▶ _Set task 1_:
According to the blog post about the guitar, what pickups does the 1988 Fender Strat Plus have?

▶ _Source text_:
Thursday, March 31, 2016

The Six String Side: 1988 Fender Strat Plus

When I started this blog over ten years ago, I stated that it was a "Bicycle and guitar oriented elixir....". Well, the "guitar" part sort of got pushed out by the bicycle stuff, but I've always been playing. In the Easter post, I mentioned playing my '90 Strat, and someone suggested I detail the fleet, so here ya go. Hopefully ya'll enjoy the change in pace. I'll post something periodically throughout the year. Here's #1.....

1988 Fender Strat Plus model in "Antique White".
 The first guitar up in this series is my '88 Strat. I am the original owner and it is still one of my favorite guitars. Here's the story on this particular instrument.....

In 1987 I was hankerin' for a new guitar. I never had purchased a brand, spankin' new one, so I was going to use my tax return and check out something new. I was all over the latest guitar news in the magazines back then, and I saw the new Fender "Strat Plus" models featured and they looked to have some cool new features over the Strats of the past. I was always warned by guitar players to be careful about Stratocasters. They told me that many of the 70's and early 80's pieces were fraught with quality issues, wouldn't stay in tune, and the tremolos were essentially unworkable. Of course, there were "pre-CBS" Strats, the models made when Leo Fender still ran the show, but even in the 80's, those were really hard to find and then you had to have a lot of cash to get one. More than I could afford at the time.

The pick ups are "Lace Sensors", which at the time were really cutting edge units.

▶ _Set task 2_:
Collect every line of the records that contains the string "lake", treating uppercase and lowercase letters as different.

[Image boundary annotation data]
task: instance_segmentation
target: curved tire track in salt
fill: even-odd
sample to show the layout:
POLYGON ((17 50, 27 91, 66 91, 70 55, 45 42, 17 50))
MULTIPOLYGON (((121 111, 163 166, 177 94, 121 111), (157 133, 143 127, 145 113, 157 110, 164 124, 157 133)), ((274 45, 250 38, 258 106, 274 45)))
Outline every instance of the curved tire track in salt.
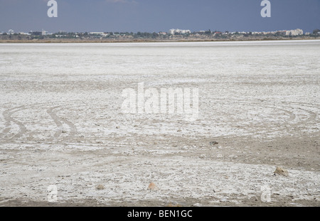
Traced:
MULTIPOLYGON (((275 104, 272 105, 270 104, 259 104, 257 103, 256 101, 252 101, 252 102, 245 102, 245 101, 225 101, 225 100, 220 100, 217 99, 215 100, 218 102, 223 102, 223 103, 230 103, 230 104, 238 104, 241 105, 252 105, 257 107, 262 107, 262 108, 269 108, 269 109, 274 109, 277 110, 280 110, 282 112, 284 112, 287 113, 289 116, 289 118, 287 119, 287 121, 284 123, 282 123, 282 126, 290 126, 292 128, 297 128, 300 125, 306 124, 308 122, 316 122, 315 120, 316 119, 316 117, 318 116, 317 113, 314 112, 314 111, 311 111, 309 109, 306 109, 306 107, 313 108, 313 109, 320 109, 320 107, 319 105, 316 105, 315 104, 308 104, 308 103, 303 103, 303 102, 282 102, 282 104, 275 104), (304 108, 302 108, 302 107, 304 107, 304 108), (292 111, 287 110, 286 109, 292 109, 292 111), (308 117, 305 119, 300 119, 297 122, 292 123, 292 122, 297 118, 297 116, 299 116, 299 113, 297 114, 294 112, 294 110, 301 110, 306 113, 307 113, 308 117)), ((272 129, 270 129, 270 131, 284 131, 286 130, 285 129, 280 129, 279 128, 272 129)), ((288 132, 289 132, 288 131, 288 132)), ((290 133, 290 132, 289 132, 290 133)), ((318 132, 310 132, 309 134, 314 134, 319 133, 318 132)))
POLYGON ((51 118, 53 119, 55 124, 57 125, 57 126, 58 128, 58 131, 53 135, 53 138, 49 139, 49 141, 53 141, 55 139, 58 139, 59 137, 61 136, 61 134, 63 134, 63 124, 67 124, 68 126, 68 127, 70 128, 70 132, 69 132, 68 136, 63 139, 62 141, 70 141, 78 133, 77 127, 75 126, 75 124, 73 124, 68 120, 67 120, 64 118, 60 117, 57 115, 58 111, 55 111, 55 110, 61 107, 62 106, 56 106, 56 107, 51 107, 47 110, 47 113, 51 117, 51 118))
POLYGON ((18 132, 18 134, 14 135, 12 137, 9 139, 5 139, 4 142, 14 141, 20 136, 21 136, 24 133, 26 133, 26 129, 24 124, 11 117, 13 114, 23 110, 25 109, 26 109, 25 106, 20 106, 6 109, 2 113, 4 118, 6 120, 5 124, 6 128, 3 130, 3 132, 0 134, 0 137, 4 137, 11 131, 10 126, 11 122, 16 124, 19 127, 19 131, 18 132))

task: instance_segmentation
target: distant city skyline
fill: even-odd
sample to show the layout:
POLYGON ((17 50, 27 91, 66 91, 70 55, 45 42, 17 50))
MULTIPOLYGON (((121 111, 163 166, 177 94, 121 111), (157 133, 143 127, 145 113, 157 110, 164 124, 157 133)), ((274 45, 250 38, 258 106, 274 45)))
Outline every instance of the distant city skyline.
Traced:
POLYGON ((0 0, 0 31, 168 32, 272 31, 320 28, 320 0, 56 0, 58 18, 48 18, 48 0, 0 0))

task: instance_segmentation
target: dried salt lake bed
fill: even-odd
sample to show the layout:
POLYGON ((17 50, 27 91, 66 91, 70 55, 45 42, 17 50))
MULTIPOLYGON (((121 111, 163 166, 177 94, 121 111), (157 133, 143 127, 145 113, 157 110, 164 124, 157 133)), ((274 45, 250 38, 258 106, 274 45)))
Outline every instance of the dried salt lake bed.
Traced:
POLYGON ((319 206, 319 41, 0 44, 0 205, 319 206), (124 113, 142 82, 198 89, 197 119, 124 113))

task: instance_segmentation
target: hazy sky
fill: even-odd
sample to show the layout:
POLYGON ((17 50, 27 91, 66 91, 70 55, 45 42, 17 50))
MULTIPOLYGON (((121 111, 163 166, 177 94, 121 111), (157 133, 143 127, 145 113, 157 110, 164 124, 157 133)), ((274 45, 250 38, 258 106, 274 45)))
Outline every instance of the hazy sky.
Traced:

▶ _Complete answer 1_:
Lace Sensors.

▶ _Complete answer 2_:
target: dried salt lake bed
Outline every instance of the dried salt lake bed.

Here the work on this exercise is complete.